-- Text block --

**********

Procedures¶
Intended audience: Anyone who is administering the Summit Database Replica.
Deployment¶
Deployments are done with the Makefile in the GitHub repo.
Maintenance¶
- Below are the maintenance tasks that should be performed.
Validate backups
Review storage growth and PVC size
Check resource usage and connections
Periodically update the Postgres version to stay current. Note that with logical replication that the Postgres versions do not have to match between the publication and the subscription.
Communicate on the df-announce
Slack channel when there will be maintenance.
Backup¶
Backups are configured with the CNPG operator.
Cold Startup¶
Validate replication is active after an outage.
Cold Shutdown¶
No specific shutdown procedures needed.
Reproduce Service¶
The service cannot be easily reproduced for testing as it would impact connections on the Summit database.
Downloading Summit Postgres schemas¶
The below commands can used to download the schemas from the summit. This can be used for troubleshooting to compare if tables are missing or with schema mismatches. Tables can also be viewed live with replicauser
account.
pg_dump -s exposurelog -h db-lhn.cp.lsst.org -U replicauser > exposurelog.sql
pg_dump -s narrativelog -h db-lhn.cp.lsst.org -U replicauser > narrativelog.sql
pg_dump -s nightreport -h db-lhn.cp.lsst.org -U replicauser > nightreport.sql
Rebuild Subscriptions¶
If logical replication loses replication slots on the publisher or there is some other unrecoverable error the tables need to be truncated. TRUNCATE
keeps the schema while deleting the data. This will work as long as the schema matches Summit. The rebuild process differs depending of the type issue. Below details the process for each subscription.
Rebuild Subscription - Exposurelog and ConsDB¶
If logical replication loses replication slots on the publisher or there is some other unrecoverable error the tables need to be truncated. TRUNCATE
keeps the schema while deleting the data. This will work as long as the schema matches Summit. The rebuild process differs depending of the type issue.
- To rebuild run the following.

**********

-- What to do --
[1] In the Summit Database Replica procedures, copy word for word the part between "Validate backups" and "after an outage.", inclusive.
[2] Answer these about the Summit Database Replica procedures:
(a) What are deployments done with?
(b) Which Slack channel is used to tell people about maintenance?
(c) What configures the backups?
[3] Pick up the Summit Database Replica procedures where they stop and keep writing them.
The items after this aren't needed for anything here.

**********

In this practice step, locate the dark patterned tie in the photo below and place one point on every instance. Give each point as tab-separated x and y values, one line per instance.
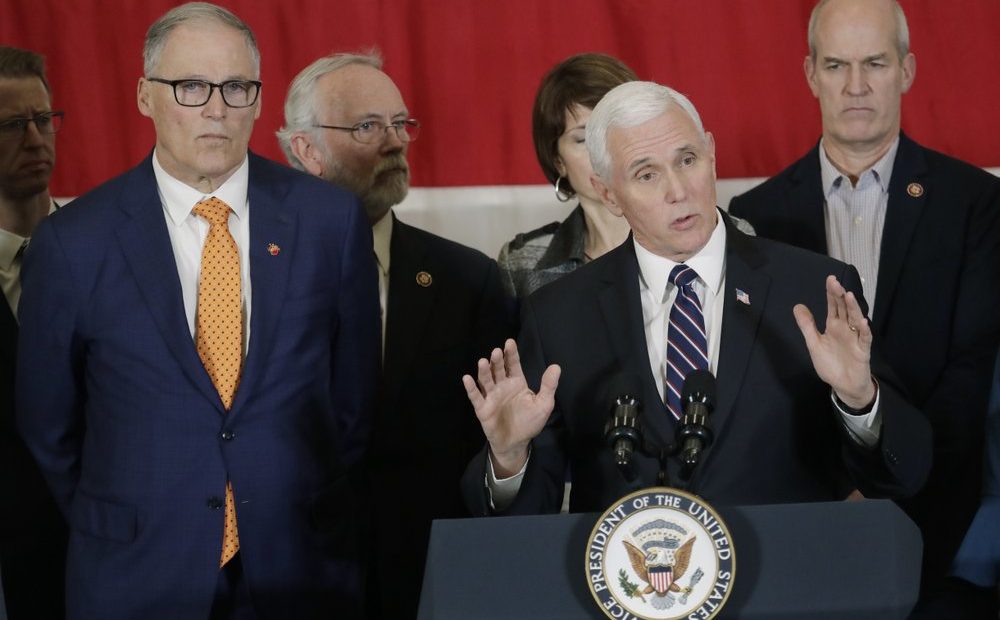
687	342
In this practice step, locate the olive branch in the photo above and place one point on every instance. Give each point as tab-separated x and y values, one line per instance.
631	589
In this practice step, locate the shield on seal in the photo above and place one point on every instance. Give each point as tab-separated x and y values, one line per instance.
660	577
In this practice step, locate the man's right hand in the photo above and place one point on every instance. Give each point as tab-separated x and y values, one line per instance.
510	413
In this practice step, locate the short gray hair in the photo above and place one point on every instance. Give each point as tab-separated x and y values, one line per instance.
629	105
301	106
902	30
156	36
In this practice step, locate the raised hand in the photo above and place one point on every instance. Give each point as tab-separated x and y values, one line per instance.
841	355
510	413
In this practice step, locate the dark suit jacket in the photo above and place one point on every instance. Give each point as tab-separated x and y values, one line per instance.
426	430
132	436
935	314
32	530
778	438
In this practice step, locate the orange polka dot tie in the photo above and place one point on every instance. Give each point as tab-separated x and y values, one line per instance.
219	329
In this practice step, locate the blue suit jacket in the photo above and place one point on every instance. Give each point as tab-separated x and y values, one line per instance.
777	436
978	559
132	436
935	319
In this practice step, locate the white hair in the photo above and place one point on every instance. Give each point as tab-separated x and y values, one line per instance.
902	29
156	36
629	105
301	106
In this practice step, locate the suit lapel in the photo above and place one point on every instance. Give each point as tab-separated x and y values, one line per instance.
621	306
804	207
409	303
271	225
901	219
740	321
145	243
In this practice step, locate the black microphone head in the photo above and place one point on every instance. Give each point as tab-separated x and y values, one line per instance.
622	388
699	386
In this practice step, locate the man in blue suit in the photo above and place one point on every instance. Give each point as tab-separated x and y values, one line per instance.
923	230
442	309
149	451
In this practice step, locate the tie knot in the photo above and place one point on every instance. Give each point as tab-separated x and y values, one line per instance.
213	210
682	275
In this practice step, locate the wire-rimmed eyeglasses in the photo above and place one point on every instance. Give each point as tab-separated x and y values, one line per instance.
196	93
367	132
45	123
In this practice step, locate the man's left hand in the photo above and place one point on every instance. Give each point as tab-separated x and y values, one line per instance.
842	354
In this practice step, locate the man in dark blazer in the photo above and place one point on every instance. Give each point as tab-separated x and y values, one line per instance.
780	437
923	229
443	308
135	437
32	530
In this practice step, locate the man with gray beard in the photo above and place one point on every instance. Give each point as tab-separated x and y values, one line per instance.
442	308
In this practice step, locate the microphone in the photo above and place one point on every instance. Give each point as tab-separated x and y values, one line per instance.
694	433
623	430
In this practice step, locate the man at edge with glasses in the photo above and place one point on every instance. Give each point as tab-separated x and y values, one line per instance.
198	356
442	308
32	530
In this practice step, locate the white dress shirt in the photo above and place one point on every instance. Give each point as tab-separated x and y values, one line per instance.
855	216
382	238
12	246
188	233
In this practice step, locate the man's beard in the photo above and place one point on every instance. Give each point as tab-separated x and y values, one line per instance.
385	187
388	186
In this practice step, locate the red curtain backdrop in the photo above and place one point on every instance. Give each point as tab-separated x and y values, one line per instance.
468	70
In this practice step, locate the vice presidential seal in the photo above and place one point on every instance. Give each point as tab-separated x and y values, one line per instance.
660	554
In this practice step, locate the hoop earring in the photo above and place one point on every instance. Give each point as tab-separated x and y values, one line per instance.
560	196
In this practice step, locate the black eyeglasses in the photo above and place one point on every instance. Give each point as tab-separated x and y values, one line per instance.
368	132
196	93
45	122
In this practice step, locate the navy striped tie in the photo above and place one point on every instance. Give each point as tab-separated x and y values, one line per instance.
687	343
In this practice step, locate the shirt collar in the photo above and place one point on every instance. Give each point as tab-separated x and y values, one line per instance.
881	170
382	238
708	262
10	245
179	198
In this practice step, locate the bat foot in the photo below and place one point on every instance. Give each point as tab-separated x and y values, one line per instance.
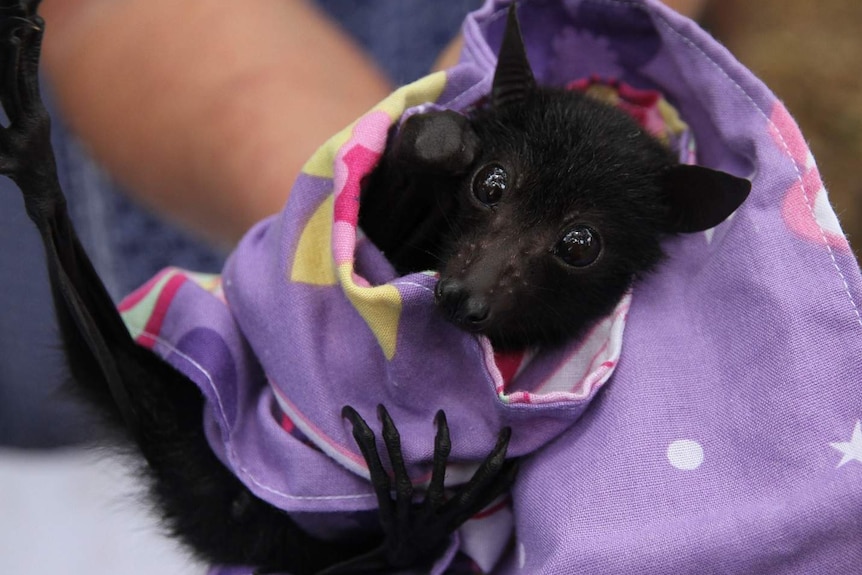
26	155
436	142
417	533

**********

-- Responses to the tasks --
[1]
Validate backups
Review storage growth and PVC size
Check resource usage and connections
Periodically update the Postgres version to stay current. Note that with logical replication that the Postgres versions do not have to match between the publication and the subscription.
Communicate on the df-announce
Slack channel when there will be maintenance.
Backup¶
Backups are configured with the CNPG operator.
Cold Startup¶
Validate replication is active after an outage.

[2]
(a) The Makefile in the GitHub repo.
(b) The df-announce Slack channel.
(c) The CNPG operator.

[3]
Connect to the
exposurelog
database with\c exposurelog
If the replication slot is missing or does not exist an error like this will be in the alerts or logs
replication slot usdf_exposurelog does not exist
. Disable and drop the exposurelog subscription.ALTER SUBSCRIPTION usdf_exposurelog DISABLE; ALTER SUBSCRIPTION usdf_exposurelog SET (slot_name=NONE); DROP SUBSCRIPTION usdf_exposurelog;
If the message is not
replication slot does not exist
the replication slot still exists on the summit and needs to be deleted. An example of a message isThis slot has been invalidated because it exceeded the maximum reserved size
Run the below omitting the line withslot_name=NONE
ALTER SUBSCRIPTION usdf_exposurelog DISABLE; DROP SUBSCRIPTION usdf_exposurelog;
Truncate the exposurelog and cdb schemas.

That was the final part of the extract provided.